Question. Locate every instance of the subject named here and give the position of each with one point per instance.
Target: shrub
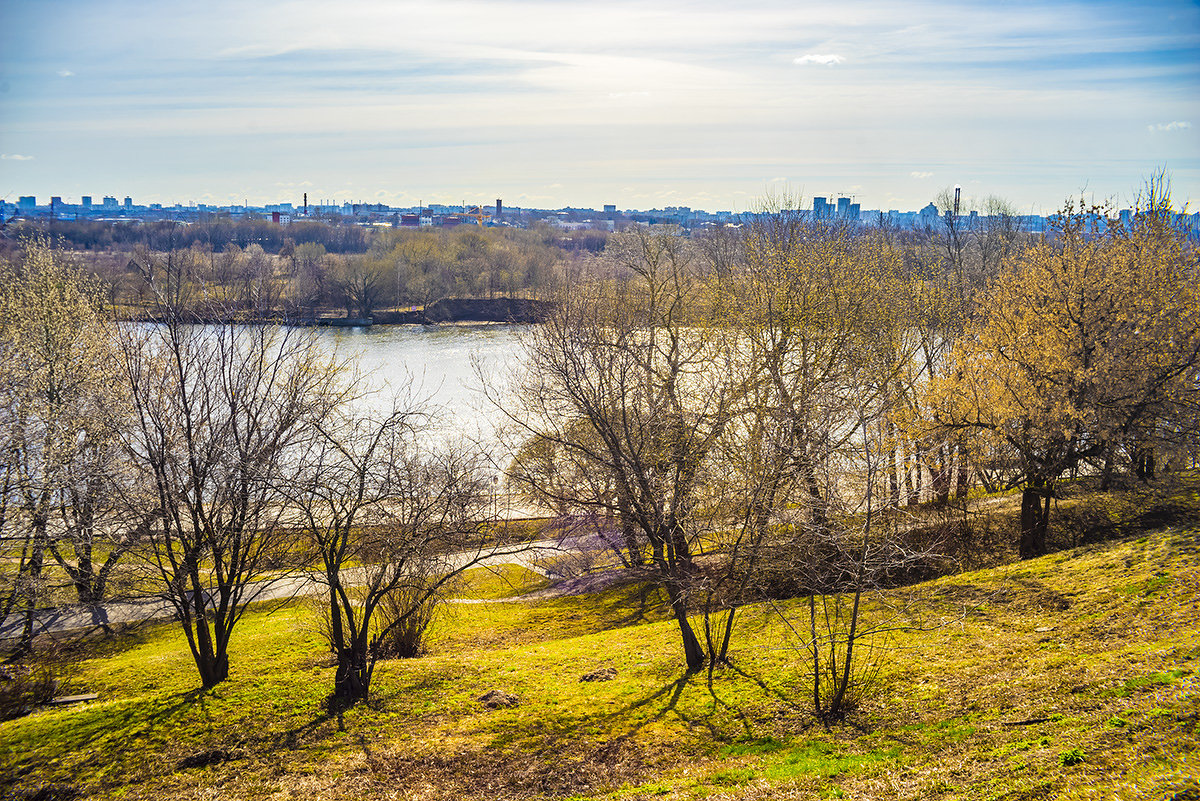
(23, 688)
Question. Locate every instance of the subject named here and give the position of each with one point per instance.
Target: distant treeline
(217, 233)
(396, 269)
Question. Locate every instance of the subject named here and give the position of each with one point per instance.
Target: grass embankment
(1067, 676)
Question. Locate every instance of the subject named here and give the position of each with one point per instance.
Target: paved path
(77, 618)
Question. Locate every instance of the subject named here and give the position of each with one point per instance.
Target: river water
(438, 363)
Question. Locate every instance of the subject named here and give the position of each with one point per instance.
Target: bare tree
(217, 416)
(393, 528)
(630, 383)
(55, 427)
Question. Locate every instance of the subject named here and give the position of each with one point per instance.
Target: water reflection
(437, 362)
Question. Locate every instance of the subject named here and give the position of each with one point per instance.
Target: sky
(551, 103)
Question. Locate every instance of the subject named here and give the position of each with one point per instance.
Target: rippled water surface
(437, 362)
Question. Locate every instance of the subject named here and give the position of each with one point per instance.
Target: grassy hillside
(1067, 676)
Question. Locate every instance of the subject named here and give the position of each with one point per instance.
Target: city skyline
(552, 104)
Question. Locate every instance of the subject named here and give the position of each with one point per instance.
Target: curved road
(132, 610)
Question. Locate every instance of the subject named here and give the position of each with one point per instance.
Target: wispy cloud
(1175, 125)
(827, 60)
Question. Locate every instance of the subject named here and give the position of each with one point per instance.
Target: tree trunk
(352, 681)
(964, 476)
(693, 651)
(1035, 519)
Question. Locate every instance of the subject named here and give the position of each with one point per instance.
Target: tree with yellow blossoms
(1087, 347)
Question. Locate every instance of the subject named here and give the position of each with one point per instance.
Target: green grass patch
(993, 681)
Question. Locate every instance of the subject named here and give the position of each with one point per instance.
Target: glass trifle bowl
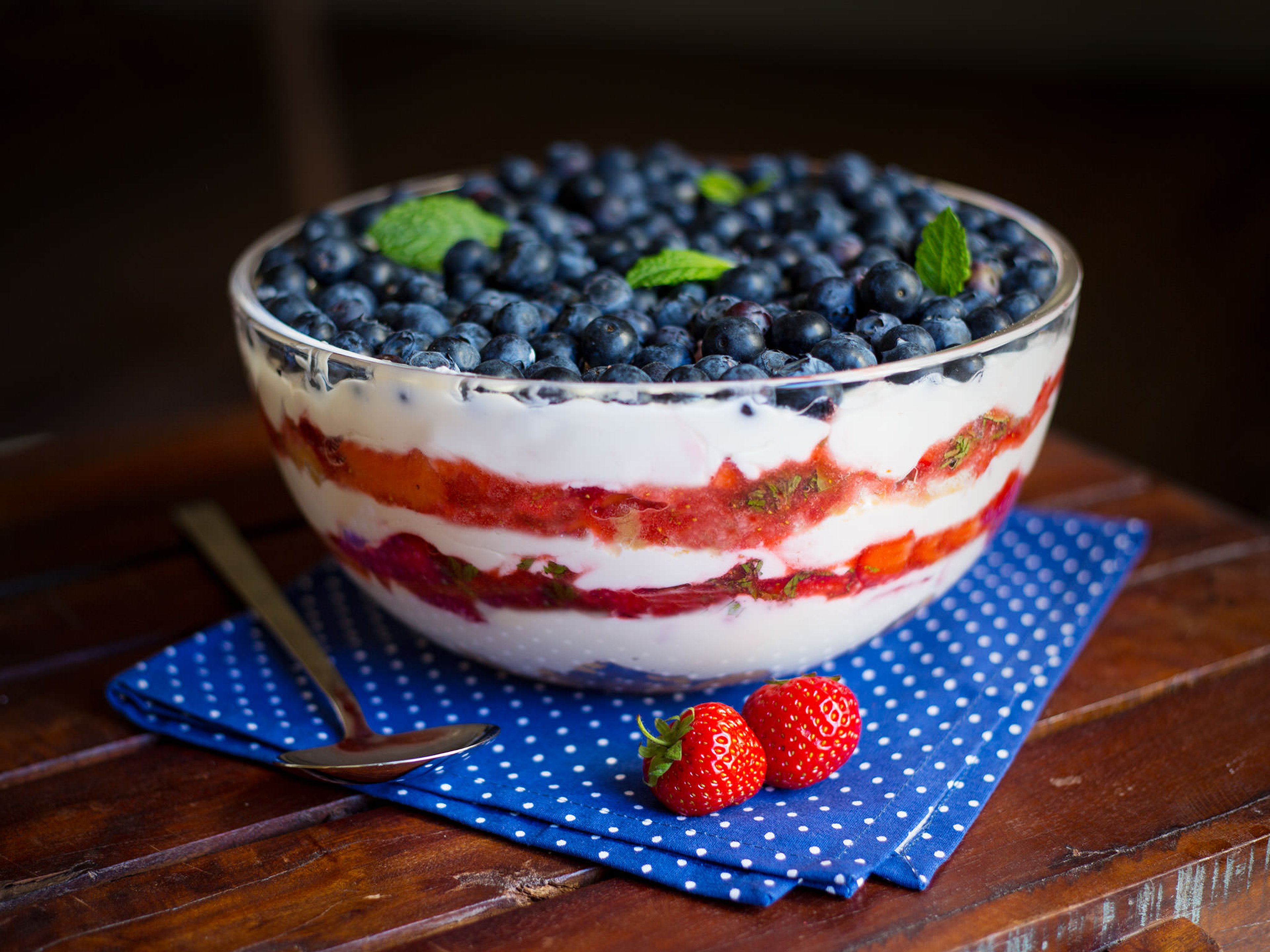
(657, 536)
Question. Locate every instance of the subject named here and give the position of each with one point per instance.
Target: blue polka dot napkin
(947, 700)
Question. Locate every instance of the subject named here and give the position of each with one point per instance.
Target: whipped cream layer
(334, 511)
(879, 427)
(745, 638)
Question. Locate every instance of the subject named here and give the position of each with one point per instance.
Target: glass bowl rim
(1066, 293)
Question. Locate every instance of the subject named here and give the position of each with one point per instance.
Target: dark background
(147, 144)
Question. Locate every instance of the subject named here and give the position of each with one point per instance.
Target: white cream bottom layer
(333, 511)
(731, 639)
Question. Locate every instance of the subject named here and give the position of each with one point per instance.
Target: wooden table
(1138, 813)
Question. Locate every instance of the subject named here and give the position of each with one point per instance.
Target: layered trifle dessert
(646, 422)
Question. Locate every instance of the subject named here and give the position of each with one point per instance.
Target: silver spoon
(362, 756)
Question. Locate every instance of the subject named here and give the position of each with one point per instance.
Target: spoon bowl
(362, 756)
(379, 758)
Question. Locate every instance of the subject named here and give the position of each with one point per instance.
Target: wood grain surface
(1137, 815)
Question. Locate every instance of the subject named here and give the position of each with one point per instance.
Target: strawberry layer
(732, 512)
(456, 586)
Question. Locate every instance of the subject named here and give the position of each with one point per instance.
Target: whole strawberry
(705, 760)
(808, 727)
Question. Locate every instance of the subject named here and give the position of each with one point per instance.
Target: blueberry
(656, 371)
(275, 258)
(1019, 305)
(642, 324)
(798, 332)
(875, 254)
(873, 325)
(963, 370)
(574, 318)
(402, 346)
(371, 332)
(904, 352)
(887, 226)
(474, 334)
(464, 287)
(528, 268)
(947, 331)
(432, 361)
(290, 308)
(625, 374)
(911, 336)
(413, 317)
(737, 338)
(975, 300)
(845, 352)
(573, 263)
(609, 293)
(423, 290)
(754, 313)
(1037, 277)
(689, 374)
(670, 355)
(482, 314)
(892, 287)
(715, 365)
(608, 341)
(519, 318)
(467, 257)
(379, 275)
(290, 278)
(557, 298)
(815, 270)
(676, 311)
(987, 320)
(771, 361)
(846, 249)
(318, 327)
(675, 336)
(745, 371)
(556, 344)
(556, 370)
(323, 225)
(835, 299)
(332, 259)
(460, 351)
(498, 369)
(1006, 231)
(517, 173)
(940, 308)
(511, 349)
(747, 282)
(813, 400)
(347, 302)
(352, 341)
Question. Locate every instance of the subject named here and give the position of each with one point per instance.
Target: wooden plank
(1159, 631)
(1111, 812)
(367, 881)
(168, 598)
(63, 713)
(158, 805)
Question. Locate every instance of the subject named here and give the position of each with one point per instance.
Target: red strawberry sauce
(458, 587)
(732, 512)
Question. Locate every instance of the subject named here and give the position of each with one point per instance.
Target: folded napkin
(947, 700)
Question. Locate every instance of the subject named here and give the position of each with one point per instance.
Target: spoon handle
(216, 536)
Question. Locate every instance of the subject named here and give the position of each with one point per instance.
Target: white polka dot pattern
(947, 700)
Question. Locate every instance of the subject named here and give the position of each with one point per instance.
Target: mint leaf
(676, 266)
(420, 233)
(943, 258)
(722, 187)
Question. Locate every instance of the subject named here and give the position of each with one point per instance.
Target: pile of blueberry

__________

**WRITTEN TASK:** Your copy should match the records word for word, with the pictures removed.

**THE OUTPUT:**
Question. Locate every instance of the subject named here and give the position of each with one point per instance.
Target: shrub
(23, 688)
Question. Locate every instance of the subject named here and give the position of each with one point per instance.
Target: distant treeline
(217, 233)
(396, 269)
Question. Locate every instance of the subject named here and give the position of each with one point per instance.
Target: grass embankment
(1067, 676)
Question. Locate every instance of the subject named here and give the position of each with one point per instance.
Target: paved path
(77, 618)
Question. Locate every instance of the subject named here and give the position of each with one point per instance.
Target: river water
(438, 363)
Question. Locate every instance of the subject named here and give the position of each with one point per instance.
Target: bare tree
(217, 416)
(393, 528)
(630, 383)
(55, 427)
Question. Locate every instance of the subject named here and give the position of each with one point per instance.
Target: water reflection
(437, 362)
Question. Locate every instance of the subject named here and give the position of each with one point per instance.
Target: sky
(551, 103)
Question. Locate every instance of the subject named here and give the position of each with one point per instance.
Target: rippled water surface
(437, 362)
Question. Locate every instance of the subject named here and give the position of each with one point per instance.
Target: grassy hillside
(1067, 676)
Question. Locate every instance of the subject named here and give the position of each with one point per instance.
Target: city skyline
(552, 104)
Question. Locate every instance of the subject named here and give the position of each with one point per instance.
Target: curved road
(132, 610)
Question. Locate every instance of the subject named here and give the position of each with one point per instance.
Target: wispy cloud
(1175, 125)
(827, 60)
Question. Locate every instance of the subject named here and give the position of each with one point per instance.
Target: tree trunk
(352, 681)
(964, 476)
(693, 651)
(1035, 519)
Question. Locate every instance of the subject named here and give the position of each with one point per instance.
Target: tree with yellow blossoms
(1087, 347)
Question. Locate every instance of the subject named here and give the position of each with one point per instance.
Target: green grass patch
(993, 681)
Question. Locate every instance of the subject named here and give the position of each with one point per instance.
Target: glass trifle bowl
(657, 536)
Question. Locate every instance of the subject named here and give the position of each with one point per instance.
Target: blue polka dot napkin
(947, 700)
Question. Locate every instance of the subject named here and give the position of each with one point per instance.
Target: whipped cream layer
(334, 511)
(879, 427)
(745, 638)
Question. Locate every instance of the subject named here and give the position of each with one point per instance.
Target: glass bowl rim
(1066, 293)
Question. Locate every instance of the subject named here and give the position of each with one point per instance.
Target: dark background
(147, 144)
Question. Locate every instance of the subject named here and give the position of each with one point per instance.
Target: white cream bottom layer
(333, 511)
(731, 639)
Question. Locate every instance of the subject named here and give the position of each with one point per instance.
Target: wooden table
(1138, 813)
Question. Locate every instance of the subject named here and give the position of each with one point per instance.
Target: layered trifle dessert
(646, 422)
Question. Locate every instance of the subject named here and give the position of each with one point per instance.
Target: silver spoon
(362, 756)
Question. Locate every instance of the subject named here and give the position of each with one point per instance.
Target: spoon bowl
(362, 756)
(379, 758)
Question. Locate every instance of the subject named here and give the position of each with one point per instance.
Target: wood grain surface
(1137, 815)
Question. Locate every instance of the subject named here and give the position of each with one point per instance.
Target: strawberry layer
(732, 512)
(456, 586)
Question. Locate every instance of the subject named here and give the position of each with one point per instance.
Target: whole strawberry
(705, 760)
(808, 727)
Question. Locate every instance of the subject named here and give the position of each with one point per instance.
Target: blueberry
(656, 371)
(275, 258)
(1019, 305)
(642, 324)
(798, 332)
(875, 254)
(873, 325)
(963, 370)
(574, 318)
(402, 346)
(371, 332)
(904, 352)
(887, 226)
(474, 334)
(464, 287)
(528, 268)
(947, 331)
(432, 361)
(290, 308)
(625, 374)
(911, 336)
(413, 317)
(737, 338)
(975, 300)
(845, 352)
(573, 263)
(609, 293)
(423, 290)
(754, 313)
(1037, 277)
(689, 374)
(670, 355)
(482, 314)
(892, 287)
(715, 365)
(608, 341)
(519, 318)
(467, 257)
(379, 275)
(290, 278)
(557, 298)
(815, 270)
(676, 311)
(987, 320)
(771, 361)
(846, 249)
(318, 327)
(675, 336)
(745, 371)
(556, 344)
(556, 370)
(323, 225)
(835, 299)
(332, 259)
(460, 351)
(498, 369)
(1006, 231)
(517, 173)
(940, 308)
(511, 349)
(747, 282)
(813, 400)
(347, 302)
(352, 341)
Question. Locate every instance of the subject named here and give the position of each with one point per instance.
Target: wooden plank
(1159, 631)
(1111, 812)
(367, 881)
(168, 598)
(63, 713)
(158, 805)
Question. Locate every instance of the subject named here and give the position of each with one point per instance.
Target: red strawberry sauce
(458, 587)
(732, 512)
Question. Locate every instance of the subject named here and give the position of each with one point per instance.
Target: folded napkin
(947, 700)
Question. Locate every instance of the subject named here and give the position of each with one point per instance.
Target: spoon handle
(216, 536)
Question. Locate every instance of the subject named here and give the position of each with one point per instance.
Target: white polka dot pattern
(947, 700)
Question. Locate every instance of the subject named here and give the position of each with one point per instance.
Target: mint leaf
(676, 266)
(420, 233)
(943, 258)
(722, 187)
Question. Locate every instance of the subject named here and give the position of each with one point per instance.
Target: pile of blueberry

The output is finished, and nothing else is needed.